Rows from a pointing dataset:
+ + + +

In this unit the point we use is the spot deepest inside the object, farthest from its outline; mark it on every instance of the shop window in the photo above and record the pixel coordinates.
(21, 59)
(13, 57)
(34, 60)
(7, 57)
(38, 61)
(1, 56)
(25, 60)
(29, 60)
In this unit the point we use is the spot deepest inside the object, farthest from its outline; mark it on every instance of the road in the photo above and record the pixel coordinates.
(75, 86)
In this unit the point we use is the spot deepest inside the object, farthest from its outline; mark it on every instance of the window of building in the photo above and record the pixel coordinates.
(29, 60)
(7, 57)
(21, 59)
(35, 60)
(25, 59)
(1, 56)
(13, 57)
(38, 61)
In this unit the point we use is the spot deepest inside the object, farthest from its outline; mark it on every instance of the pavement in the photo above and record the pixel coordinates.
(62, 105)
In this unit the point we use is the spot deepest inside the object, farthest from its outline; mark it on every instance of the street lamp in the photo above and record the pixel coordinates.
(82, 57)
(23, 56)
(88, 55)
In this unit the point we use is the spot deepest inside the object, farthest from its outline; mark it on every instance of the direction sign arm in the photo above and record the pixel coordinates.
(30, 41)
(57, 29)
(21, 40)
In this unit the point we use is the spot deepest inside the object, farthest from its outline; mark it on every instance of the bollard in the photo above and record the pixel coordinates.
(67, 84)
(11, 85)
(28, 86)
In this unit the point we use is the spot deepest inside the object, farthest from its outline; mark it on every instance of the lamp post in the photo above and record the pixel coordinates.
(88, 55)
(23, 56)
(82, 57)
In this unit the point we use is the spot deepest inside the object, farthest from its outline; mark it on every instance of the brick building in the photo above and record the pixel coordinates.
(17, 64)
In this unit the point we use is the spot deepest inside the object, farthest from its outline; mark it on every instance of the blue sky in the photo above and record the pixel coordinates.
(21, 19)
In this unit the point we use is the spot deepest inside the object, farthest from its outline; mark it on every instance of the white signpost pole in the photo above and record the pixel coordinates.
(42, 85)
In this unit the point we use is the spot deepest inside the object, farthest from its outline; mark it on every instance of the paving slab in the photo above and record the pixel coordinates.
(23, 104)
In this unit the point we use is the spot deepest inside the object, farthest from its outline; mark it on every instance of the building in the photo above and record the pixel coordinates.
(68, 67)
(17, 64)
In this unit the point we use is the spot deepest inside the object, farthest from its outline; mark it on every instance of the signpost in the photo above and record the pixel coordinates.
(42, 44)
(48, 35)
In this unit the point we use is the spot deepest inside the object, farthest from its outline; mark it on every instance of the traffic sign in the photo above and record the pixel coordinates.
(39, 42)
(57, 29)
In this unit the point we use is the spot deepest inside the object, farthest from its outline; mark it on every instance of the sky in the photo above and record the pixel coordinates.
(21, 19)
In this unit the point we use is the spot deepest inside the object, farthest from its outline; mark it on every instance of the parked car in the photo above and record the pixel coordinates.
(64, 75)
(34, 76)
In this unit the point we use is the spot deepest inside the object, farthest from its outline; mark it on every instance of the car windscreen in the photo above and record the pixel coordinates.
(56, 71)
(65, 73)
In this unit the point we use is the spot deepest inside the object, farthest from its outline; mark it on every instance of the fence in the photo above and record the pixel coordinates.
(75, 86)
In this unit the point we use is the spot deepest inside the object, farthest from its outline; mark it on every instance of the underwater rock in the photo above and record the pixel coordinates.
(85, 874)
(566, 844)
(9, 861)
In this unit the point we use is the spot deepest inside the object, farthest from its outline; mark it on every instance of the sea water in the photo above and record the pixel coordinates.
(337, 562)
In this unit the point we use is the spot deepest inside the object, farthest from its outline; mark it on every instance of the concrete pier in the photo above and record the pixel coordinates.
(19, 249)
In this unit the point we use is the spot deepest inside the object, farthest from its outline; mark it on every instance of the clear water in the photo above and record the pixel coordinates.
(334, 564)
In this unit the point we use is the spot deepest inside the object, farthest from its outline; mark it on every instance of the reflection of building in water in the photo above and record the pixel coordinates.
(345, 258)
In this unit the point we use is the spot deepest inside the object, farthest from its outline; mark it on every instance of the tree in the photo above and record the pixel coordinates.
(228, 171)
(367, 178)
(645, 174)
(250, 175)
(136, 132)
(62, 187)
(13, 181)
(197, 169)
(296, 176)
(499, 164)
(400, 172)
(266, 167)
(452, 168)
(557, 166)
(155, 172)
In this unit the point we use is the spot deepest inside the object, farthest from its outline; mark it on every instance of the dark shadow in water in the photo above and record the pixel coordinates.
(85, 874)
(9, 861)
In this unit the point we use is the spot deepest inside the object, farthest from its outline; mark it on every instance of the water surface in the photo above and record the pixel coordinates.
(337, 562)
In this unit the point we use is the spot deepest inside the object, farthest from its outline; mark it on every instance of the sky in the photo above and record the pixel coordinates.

+ + + +

Set exercise:
Copy down the whole of the data above, matching it exactly.

Complete response:
In this unit the point we use is the spot deepest inside the object, farthest from its outline; mark it on every instance of the shop window in the photo above and record the pixel coordinates.
(21, 59)
(13, 57)
(34, 60)
(7, 57)
(38, 61)
(1, 56)
(25, 60)
(29, 60)
In this unit the point we use is the spot deepest inside the object, farthest from its outline; mark it on every instance of the road in the photo above and record the pixel coordinates.
(75, 86)
In this unit the point we use is the spot deepest inside the object, farthest from its outline; mark it on every instance of the window of building in the photo above and record the pixel coordinates.
(29, 60)
(7, 57)
(21, 59)
(35, 60)
(25, 59)
(1, 56)
(13, 57)
(38, 61)
In this unit the point we use is the spot deepest inside the object, farthest from its outline; mark it on every instance of the pavement in the photo above and record the pixel coordinates.
(62, 105)
In this unit the point we use is the spot deepest inside the object, farthest from its outline; mark it on every instance of the street lamp in the photo above and record the pixel coordinates.
(82, 57)
(23, 56)
(88, 55)
In this unit the point we use is the spot deepest inside the object, farthest from its outline; mark it on every instance of the direction sign arm in the photo above and record the pixel coordinates.
(30, 41)
(57, 29)
(21, 40)
In this unit the point we use is the spot deepest inside the object, farthest from its outline; mark it on every instance of the bollard in the photo above and record the pixel coordinates.
(67, 84)
(11, 85)
(28, 86)
In this unit the point we use is the spot deepest inside the object, farthest from its outline; mark it on every instance of the lamp post in the photo above and record the pixel coordinates.
(88, 55)
(23, 56)
(82, 57)
In this unit the point we use is the spot deepest inside the object, farthest from its outline; mark it on every instance of the brick building in the photo above and record the pixel coordinates.
(17, 64)
In this unit the point we use is the spot deepest inside the object, farthest from its outline; mark it on every instance of the blue sky in the photo above and record the pixel coordinates.
(21, 19)
In this unit the point we use is the spot deepest inside the object, farthest from its outline; mark it on every instance of the white signpost pole in the photo above and record the pixel coordinates.
(42, 85)
In this unit the point we use is the spot deepest inside the object, farthest from its outline; mark it on every instance of the paving slab in the photo above and record the pixel coordinates.
(23, 104)
In this unit the point we use is the spot deepest inside the object, farthest from its outline; mark it on every instance of the building in the photo above and record the pixel coordinates.
(68, 67)
(17, 64)
In this unit the point we use is the spot deepest inside the object, farthest from its outline; mark it on every instance of the signpost in the photo above and record the pixel coordinates.
(42, 44)
(48, 35)
In this unit the point we use is the spot deepest inside the object, farthest from its outline; mark it on every instance of the traffic sign in the photo above and record the pixel coordinates.
(39, 42)
(57, 29)
In this unit the point we use is the spot deepest inside the object, farthest from its outline; mark it on every instance of the sky in the photo above and record the pixel coordinates.
(21, 19)
In this unit the point we use is the spot deepest inside the object, farthest from its outline; mark it on every instance of the parked car in the photo above and record the pixel coordinates.
(64, 75)
(34, 76)
In this unit the point we use is the spot deepest inside the object, farthest from its outline; mark it on every instance of the car windscreen in the photo above and record the pixel coordinates.
(56, 71)
(65, 73)
In this unit the point we use is the spot deepest inside the object, farthest from its outline; mark it on every instance of the fence in the photo above and record the pixel coordinates.
(75, 86)
In this unit the point we use is the spot deepest inside the object, farthest from its outline; mark it on every instance of the underwater rock in the photo above and record the pixel coordinates.
(85, 874)
(566, 844)
(9, 861)
In this unit the point we use is the spot deepest inside the object, farthest from its outline; mark it on every instance of the sea water in the photo above and record the pixel coordinates.
(337, 562)
In this unit the point we use is the spot deepest inside the object, farthest from its outline; mark it on every instance of the concrete pier in the photo above and record the pixel coordinates.
(19, 249)
In this unit the point we use is the spot deepest inside the object, farthest from its outline; mark it on every instance of the clear water in the photo above and record the pixel coordinates.
(334, 564)
In this unit the point we use is the spot deepest inside the object, farthest from its outline; mark it on every instance of the reflection of building in water in the photo above and record the pixel coordinates.
(345, 258)
In this unit the point we use is the spot deepest inside the object, farthest from its outline; mark it on every instance of the tree in the photo above and record the pixel coordinates.
(228, 171)
(367, 178)
(645, 174)
(250, 175)
(136, 132)
(62, 187)
(13, 181)
(197, 169)
(296, 176)
(499, 164)
(400, 172)
(266, 167)
(452, 168)
(557, 166)
(155, 172)
In this unit the point we use is the spot deepest inside the object, farthest from its outline; mark it on every instance of the dark shadow in water in the photo above and record the pixel coordinates.
(85, 874)
(9, 861)
In this unit the point we use is the spot deepest inside the object, farthest from its outline; mark it on every instance of the water surface in the photo above and record the pixel coordinates.
(337, 562)
In this unit the point we use is the spot deepest inside the object, farthest from its outline; mark it on every instance of the sky in the photo above and record the pixel coordinates.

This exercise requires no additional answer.